[Labeled-object pointing entries]
+++

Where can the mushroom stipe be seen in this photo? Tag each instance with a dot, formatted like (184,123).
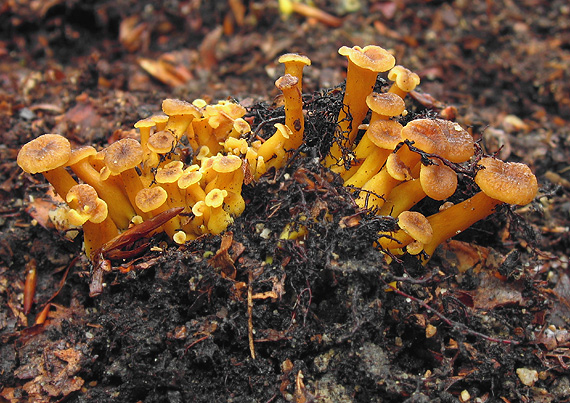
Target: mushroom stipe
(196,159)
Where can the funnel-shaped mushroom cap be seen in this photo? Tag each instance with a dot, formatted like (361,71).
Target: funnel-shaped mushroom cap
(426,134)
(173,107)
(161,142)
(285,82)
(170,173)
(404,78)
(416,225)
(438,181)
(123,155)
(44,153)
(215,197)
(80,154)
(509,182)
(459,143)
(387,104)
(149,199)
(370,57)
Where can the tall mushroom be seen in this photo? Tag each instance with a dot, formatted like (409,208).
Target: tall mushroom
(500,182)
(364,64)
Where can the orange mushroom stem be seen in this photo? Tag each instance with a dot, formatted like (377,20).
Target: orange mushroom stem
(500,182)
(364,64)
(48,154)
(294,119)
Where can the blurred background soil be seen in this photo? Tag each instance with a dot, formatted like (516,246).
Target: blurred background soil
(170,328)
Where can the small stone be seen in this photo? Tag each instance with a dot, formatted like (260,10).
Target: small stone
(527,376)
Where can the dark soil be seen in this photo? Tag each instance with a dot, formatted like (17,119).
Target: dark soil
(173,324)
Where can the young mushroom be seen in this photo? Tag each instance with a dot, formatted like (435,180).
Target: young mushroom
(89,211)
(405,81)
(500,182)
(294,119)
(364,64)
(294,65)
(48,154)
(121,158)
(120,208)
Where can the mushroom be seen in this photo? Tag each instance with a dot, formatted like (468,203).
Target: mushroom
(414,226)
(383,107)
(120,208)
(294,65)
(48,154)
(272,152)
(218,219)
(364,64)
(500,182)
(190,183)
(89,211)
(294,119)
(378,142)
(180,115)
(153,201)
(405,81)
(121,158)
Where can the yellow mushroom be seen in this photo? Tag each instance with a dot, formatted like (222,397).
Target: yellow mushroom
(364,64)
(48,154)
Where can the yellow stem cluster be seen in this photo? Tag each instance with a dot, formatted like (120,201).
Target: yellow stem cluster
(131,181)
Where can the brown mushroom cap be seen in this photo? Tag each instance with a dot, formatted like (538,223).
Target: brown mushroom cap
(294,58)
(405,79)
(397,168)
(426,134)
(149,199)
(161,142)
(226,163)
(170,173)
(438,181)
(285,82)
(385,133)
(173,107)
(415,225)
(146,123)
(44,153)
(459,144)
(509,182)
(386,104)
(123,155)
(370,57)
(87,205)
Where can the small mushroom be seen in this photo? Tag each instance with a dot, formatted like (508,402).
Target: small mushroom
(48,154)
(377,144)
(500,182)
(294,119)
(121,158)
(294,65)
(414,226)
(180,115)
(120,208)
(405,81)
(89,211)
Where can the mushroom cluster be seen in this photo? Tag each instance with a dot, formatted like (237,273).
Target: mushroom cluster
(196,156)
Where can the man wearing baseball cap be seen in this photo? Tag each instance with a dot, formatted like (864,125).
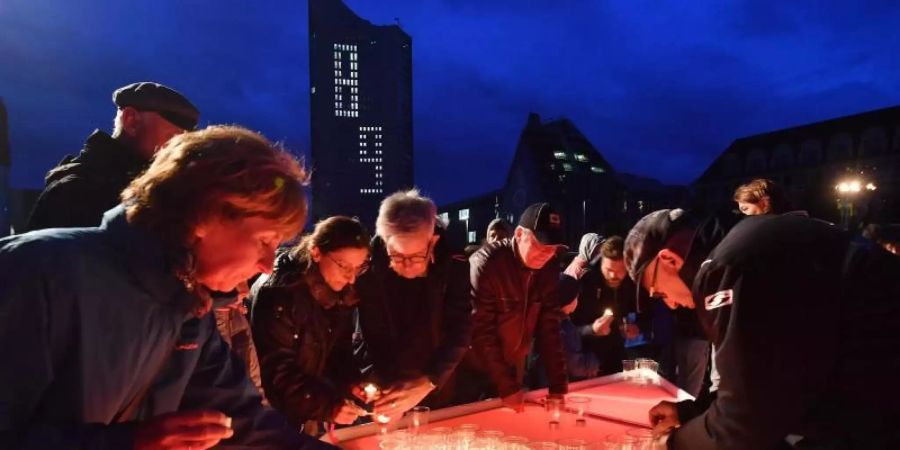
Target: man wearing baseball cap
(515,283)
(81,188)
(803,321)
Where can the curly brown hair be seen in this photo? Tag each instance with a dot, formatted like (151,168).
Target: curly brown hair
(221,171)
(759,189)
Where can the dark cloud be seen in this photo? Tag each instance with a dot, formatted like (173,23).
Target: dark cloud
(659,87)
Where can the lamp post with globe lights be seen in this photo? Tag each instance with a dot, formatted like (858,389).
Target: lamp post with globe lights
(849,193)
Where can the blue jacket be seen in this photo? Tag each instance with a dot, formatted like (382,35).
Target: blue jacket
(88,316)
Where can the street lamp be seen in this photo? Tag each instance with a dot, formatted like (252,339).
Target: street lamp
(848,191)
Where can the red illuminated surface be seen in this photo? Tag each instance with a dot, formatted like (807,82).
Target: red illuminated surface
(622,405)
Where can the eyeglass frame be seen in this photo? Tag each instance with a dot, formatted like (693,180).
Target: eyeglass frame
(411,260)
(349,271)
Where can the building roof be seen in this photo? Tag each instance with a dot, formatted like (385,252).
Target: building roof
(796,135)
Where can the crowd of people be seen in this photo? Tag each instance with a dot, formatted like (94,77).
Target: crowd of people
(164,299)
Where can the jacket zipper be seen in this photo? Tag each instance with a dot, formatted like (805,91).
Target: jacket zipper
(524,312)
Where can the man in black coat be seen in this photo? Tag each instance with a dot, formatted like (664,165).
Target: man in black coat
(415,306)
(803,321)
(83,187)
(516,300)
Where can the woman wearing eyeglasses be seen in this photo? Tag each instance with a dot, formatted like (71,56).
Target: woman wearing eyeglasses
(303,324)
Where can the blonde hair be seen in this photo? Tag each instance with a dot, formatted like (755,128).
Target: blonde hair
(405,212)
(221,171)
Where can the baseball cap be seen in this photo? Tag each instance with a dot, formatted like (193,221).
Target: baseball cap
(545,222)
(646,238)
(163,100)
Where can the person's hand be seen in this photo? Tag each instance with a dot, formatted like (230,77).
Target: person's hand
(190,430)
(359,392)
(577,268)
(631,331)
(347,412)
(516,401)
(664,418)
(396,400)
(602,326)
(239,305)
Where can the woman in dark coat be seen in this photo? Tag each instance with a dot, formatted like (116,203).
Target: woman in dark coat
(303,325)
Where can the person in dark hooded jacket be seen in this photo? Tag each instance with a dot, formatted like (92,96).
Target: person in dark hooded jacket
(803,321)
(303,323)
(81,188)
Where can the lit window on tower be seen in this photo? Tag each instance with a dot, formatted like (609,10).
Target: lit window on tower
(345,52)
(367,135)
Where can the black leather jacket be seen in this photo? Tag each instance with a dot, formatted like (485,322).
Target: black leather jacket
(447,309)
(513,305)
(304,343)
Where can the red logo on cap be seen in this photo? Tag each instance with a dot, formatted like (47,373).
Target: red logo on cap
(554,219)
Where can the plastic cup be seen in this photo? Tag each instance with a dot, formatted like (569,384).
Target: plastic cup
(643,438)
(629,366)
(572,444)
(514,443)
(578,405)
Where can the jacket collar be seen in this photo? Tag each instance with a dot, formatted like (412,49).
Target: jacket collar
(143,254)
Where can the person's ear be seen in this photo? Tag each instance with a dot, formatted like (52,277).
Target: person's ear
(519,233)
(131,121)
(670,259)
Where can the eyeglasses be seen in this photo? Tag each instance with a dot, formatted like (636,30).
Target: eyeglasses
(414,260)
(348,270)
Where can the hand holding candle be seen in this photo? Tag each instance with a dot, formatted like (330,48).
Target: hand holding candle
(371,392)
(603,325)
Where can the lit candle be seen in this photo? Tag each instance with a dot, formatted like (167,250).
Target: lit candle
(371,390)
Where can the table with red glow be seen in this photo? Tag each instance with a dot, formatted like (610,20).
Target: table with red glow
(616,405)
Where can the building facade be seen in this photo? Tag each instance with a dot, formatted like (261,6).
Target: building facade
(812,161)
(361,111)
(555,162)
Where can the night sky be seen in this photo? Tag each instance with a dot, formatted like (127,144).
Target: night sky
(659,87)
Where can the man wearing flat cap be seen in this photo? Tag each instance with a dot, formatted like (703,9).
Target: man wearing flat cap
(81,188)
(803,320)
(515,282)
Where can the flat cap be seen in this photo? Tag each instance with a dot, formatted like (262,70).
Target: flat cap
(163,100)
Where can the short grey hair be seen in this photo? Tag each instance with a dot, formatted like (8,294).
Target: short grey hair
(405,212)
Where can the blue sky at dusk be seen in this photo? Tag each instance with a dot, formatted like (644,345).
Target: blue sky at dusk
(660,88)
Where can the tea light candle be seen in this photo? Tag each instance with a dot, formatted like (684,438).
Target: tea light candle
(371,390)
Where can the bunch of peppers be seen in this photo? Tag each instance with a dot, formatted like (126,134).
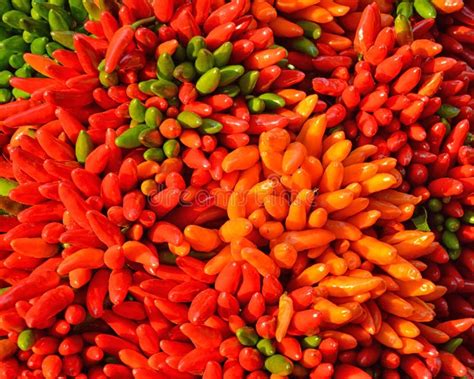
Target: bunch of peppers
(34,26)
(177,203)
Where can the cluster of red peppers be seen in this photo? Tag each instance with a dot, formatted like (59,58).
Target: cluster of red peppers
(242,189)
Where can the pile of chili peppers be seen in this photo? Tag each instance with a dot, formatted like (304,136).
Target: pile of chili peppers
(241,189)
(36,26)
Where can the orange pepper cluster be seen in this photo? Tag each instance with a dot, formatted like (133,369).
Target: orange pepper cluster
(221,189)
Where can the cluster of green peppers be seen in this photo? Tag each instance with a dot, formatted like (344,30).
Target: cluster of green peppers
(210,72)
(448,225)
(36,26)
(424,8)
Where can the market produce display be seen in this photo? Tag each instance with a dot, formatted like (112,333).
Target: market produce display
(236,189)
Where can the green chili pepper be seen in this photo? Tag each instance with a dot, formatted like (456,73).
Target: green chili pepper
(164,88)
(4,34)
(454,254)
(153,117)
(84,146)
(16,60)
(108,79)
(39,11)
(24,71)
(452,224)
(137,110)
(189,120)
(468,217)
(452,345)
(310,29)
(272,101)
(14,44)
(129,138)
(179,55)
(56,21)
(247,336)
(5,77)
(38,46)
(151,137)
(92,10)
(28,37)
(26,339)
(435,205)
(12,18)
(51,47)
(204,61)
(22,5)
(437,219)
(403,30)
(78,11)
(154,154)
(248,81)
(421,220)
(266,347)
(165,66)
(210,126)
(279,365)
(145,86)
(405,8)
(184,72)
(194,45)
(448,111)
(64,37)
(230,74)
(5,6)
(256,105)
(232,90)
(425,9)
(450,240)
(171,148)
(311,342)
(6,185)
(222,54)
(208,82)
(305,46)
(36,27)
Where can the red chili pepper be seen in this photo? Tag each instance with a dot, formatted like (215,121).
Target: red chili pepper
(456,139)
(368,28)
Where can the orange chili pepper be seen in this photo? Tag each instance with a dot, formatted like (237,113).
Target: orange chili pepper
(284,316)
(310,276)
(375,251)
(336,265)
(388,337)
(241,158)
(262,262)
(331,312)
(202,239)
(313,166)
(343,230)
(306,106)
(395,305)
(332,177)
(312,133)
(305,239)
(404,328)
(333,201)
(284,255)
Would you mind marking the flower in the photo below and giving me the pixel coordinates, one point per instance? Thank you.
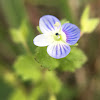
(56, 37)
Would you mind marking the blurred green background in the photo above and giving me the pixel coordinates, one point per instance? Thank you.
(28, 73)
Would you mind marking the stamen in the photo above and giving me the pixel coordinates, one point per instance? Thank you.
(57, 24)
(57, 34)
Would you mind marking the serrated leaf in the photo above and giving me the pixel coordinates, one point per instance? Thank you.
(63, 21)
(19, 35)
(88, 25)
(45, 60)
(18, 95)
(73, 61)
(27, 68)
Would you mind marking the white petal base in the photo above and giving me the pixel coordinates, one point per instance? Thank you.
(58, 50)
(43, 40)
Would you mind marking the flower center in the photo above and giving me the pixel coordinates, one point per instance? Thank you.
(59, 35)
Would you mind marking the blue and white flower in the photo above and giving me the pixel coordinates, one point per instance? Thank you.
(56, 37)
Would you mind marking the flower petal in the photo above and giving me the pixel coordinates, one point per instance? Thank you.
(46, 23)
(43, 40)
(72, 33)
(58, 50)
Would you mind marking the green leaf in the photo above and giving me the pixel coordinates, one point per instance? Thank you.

+++

§ Exercise details:
Copy exactly the lines of the listing above, beginning at the line with "Would you mind marking the white" and ending at its final line; write out nothing else.

§ Task answer:
Would you mind marking the white petal base in the photo above and giving me the pixel coordinates, one point per instance? Thank you.
(58, 50)
(43, 40)
Would you mind marking the flower center in the photo above and giving me the pixel coordinates, one point per instance? Thank you.
(59, 35)
Would you mind marking the blue and white flower in the photo above and giving me the pixel coordinates, one point per instance? Thank you.
(56, 37)
Would you mind marking the flower petal in the photo above and giving me the pixel coordinates, one point per instance? Thank you.
(46, 23)
(43, 40)
(72, 33)
(58, 50)
Would you mind marking the green leaf in the photo above and giving me the pixel coordinates, one point per instance? Thank you.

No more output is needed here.